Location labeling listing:
--*--

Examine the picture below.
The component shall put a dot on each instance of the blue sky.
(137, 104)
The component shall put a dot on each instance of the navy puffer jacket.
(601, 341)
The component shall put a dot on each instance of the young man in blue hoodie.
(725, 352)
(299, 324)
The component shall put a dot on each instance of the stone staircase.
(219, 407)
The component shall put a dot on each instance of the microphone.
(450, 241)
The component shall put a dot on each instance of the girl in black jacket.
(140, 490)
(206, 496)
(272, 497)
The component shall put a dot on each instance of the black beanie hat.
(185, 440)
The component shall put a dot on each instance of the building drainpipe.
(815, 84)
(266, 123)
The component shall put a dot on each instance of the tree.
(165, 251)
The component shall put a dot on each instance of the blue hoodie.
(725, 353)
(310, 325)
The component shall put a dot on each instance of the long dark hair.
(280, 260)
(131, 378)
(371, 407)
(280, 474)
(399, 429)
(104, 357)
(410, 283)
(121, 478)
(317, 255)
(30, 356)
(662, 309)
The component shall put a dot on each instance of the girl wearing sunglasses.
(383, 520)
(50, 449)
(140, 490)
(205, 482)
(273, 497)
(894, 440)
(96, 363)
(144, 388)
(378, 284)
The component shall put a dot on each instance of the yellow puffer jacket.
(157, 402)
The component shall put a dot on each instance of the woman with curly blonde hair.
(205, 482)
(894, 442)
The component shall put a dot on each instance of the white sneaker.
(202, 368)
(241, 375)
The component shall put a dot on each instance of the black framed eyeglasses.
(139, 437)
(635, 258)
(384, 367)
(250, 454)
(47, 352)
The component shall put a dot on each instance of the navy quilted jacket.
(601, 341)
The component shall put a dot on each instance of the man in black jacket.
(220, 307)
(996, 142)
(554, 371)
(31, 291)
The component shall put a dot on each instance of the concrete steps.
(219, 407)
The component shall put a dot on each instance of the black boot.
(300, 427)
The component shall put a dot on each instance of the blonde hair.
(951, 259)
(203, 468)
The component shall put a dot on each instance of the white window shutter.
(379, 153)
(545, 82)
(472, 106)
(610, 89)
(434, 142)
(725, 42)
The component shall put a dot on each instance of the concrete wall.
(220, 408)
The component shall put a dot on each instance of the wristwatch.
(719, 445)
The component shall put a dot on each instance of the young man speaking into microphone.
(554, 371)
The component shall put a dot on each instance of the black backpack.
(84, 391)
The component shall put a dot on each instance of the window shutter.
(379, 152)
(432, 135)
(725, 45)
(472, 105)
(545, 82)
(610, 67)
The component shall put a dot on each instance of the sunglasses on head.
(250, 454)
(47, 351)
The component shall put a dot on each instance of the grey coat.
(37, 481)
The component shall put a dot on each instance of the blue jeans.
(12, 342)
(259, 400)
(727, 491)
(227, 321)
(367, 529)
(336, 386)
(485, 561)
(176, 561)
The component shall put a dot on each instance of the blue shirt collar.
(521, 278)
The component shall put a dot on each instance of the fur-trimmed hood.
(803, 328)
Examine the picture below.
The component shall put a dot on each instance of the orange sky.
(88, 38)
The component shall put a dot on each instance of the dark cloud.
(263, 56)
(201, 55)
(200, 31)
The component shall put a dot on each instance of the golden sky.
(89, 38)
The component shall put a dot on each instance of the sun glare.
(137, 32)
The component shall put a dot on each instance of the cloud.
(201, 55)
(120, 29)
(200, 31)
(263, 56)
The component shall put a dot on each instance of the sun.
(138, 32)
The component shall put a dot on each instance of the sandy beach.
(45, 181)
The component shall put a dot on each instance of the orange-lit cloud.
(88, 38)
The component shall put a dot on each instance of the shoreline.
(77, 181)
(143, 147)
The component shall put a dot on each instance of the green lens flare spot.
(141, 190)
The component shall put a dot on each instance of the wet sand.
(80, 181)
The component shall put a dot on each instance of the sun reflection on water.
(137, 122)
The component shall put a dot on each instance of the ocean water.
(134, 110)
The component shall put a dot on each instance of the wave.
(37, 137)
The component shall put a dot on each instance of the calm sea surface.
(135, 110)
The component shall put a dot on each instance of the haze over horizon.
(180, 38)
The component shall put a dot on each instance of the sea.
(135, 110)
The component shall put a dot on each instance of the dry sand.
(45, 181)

--*--

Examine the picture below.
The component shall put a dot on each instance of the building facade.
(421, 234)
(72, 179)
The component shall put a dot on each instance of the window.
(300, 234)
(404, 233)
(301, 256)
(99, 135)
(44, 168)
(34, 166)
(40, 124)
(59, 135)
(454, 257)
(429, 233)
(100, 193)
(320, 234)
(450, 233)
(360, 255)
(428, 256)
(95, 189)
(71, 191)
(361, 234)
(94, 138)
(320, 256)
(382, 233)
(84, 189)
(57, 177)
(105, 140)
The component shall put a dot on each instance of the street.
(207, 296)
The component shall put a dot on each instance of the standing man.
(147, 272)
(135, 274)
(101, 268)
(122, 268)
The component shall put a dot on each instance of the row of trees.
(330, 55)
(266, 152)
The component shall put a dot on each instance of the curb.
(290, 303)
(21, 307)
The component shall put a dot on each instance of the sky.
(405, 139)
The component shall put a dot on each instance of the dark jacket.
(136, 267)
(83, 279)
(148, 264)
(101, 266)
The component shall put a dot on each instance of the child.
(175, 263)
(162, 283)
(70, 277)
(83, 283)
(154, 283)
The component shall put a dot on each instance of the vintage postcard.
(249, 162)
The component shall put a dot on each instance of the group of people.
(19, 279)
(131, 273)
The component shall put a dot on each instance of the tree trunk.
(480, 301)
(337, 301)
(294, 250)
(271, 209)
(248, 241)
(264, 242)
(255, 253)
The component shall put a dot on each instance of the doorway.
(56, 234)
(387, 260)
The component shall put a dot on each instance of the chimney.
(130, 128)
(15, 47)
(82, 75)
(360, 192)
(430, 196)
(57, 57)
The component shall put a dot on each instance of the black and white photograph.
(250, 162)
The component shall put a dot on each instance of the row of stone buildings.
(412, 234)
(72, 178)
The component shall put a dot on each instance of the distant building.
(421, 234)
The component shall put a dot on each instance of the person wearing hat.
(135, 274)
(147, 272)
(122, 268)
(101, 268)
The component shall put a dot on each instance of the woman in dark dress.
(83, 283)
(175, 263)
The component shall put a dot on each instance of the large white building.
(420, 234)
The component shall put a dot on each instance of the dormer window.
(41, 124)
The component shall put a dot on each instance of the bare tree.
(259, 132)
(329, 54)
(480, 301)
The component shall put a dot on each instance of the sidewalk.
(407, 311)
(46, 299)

--*--

Task statement: Count the lines in the listing that contain the string "stone". Give only the number.

Complete response: 2